**WHAT YOU WILL DO**
Pick out every line of the records that contains the word "Could" and copy each one.

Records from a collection
- - - -
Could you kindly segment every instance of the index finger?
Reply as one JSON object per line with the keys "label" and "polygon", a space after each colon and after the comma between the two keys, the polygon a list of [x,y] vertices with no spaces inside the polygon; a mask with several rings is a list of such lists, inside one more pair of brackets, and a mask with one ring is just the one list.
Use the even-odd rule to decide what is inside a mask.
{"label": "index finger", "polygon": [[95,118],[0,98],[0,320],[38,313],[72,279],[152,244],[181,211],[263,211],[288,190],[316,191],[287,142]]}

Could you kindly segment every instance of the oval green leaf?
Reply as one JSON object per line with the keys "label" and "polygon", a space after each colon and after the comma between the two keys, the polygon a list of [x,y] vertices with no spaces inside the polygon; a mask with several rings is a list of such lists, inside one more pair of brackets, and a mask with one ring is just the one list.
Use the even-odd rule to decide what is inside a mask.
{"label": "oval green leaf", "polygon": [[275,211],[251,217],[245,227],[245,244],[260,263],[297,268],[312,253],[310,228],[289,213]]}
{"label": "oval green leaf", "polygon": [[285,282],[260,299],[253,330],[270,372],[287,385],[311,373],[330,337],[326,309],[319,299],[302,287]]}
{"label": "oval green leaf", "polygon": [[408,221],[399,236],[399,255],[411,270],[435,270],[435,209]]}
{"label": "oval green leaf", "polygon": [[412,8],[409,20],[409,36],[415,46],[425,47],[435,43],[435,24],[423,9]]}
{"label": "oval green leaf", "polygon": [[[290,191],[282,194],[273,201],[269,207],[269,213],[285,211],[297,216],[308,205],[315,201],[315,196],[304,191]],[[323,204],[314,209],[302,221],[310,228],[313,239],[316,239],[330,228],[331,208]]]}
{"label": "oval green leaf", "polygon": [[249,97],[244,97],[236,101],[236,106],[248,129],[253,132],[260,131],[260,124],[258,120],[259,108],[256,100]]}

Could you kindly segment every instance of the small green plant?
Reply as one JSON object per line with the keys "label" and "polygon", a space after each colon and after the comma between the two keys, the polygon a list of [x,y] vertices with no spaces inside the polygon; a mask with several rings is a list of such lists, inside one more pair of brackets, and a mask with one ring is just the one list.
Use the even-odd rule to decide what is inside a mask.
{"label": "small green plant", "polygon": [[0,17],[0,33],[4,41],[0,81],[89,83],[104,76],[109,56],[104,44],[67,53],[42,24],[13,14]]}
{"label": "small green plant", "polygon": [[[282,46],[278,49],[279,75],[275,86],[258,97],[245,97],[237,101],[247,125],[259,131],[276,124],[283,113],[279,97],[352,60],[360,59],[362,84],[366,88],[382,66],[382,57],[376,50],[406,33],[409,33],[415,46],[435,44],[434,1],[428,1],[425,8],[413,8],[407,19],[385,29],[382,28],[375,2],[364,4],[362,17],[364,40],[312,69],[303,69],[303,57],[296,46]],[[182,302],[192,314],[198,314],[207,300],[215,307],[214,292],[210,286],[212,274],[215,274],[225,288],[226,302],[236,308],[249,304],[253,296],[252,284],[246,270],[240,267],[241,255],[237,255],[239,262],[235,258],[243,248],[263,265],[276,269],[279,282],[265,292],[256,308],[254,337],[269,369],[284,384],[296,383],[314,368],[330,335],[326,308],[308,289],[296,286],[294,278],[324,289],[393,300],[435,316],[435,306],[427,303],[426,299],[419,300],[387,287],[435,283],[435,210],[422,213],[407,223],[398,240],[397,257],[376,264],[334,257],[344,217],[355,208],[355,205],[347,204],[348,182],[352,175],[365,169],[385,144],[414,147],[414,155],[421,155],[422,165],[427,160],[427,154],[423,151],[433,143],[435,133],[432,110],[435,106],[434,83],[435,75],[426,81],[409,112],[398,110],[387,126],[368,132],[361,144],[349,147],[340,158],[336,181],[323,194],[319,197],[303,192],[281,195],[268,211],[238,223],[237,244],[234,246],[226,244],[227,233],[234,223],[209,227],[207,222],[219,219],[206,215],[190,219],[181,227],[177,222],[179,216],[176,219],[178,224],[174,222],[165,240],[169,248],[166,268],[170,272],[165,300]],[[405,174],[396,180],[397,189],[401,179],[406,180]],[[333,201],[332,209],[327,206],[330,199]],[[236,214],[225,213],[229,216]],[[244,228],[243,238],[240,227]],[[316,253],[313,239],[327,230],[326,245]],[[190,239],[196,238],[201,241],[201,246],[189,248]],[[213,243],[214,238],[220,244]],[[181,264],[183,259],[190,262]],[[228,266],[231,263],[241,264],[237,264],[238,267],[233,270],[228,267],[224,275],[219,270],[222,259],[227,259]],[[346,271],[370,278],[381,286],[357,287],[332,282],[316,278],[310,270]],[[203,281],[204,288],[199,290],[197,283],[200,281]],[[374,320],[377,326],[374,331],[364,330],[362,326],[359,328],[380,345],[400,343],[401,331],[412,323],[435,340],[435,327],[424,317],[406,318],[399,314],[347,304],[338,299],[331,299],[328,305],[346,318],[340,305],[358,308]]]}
- - - -
**ANSWER TO THIS TASK**
Could you kindly segment every instance of the index finger?
Could you kindly segment every instance of the oval green leaf?
Could you kindly segment every instance of the small green plant?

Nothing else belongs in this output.